## THE PROBLEM
Count the lines in the material below that contain the string "white", and give only that number.

START

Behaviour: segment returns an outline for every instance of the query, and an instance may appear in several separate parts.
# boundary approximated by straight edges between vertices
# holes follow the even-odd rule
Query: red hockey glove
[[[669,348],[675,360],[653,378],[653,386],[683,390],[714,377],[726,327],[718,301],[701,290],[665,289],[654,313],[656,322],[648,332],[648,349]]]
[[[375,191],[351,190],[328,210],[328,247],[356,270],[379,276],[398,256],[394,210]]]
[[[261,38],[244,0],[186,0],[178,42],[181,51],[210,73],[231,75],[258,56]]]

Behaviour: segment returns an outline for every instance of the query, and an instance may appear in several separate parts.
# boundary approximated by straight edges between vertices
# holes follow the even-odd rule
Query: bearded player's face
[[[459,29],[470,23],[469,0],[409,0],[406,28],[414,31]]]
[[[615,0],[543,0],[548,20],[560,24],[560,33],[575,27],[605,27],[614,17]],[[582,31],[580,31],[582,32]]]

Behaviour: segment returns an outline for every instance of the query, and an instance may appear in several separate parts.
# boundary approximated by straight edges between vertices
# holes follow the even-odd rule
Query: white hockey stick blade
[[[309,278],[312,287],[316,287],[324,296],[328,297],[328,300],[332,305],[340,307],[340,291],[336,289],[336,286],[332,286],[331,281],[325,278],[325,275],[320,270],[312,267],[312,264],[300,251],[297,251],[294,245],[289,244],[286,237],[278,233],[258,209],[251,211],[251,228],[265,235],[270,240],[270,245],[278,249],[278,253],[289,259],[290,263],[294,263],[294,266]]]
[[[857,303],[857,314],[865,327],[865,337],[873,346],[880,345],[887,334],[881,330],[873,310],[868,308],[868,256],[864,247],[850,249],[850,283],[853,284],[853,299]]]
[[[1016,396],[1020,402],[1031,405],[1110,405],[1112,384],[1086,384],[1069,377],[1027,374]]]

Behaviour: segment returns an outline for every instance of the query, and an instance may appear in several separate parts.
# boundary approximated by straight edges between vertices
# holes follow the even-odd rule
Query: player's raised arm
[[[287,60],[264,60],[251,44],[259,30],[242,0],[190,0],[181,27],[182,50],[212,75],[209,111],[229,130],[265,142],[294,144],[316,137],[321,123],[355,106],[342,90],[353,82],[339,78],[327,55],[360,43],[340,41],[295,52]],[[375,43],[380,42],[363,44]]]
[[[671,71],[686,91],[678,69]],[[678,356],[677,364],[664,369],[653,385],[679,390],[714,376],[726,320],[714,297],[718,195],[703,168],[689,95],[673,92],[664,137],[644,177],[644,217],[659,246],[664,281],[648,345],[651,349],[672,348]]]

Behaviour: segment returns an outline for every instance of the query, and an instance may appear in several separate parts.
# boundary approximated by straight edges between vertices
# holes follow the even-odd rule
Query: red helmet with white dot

END

## ANSWER IN FULL
2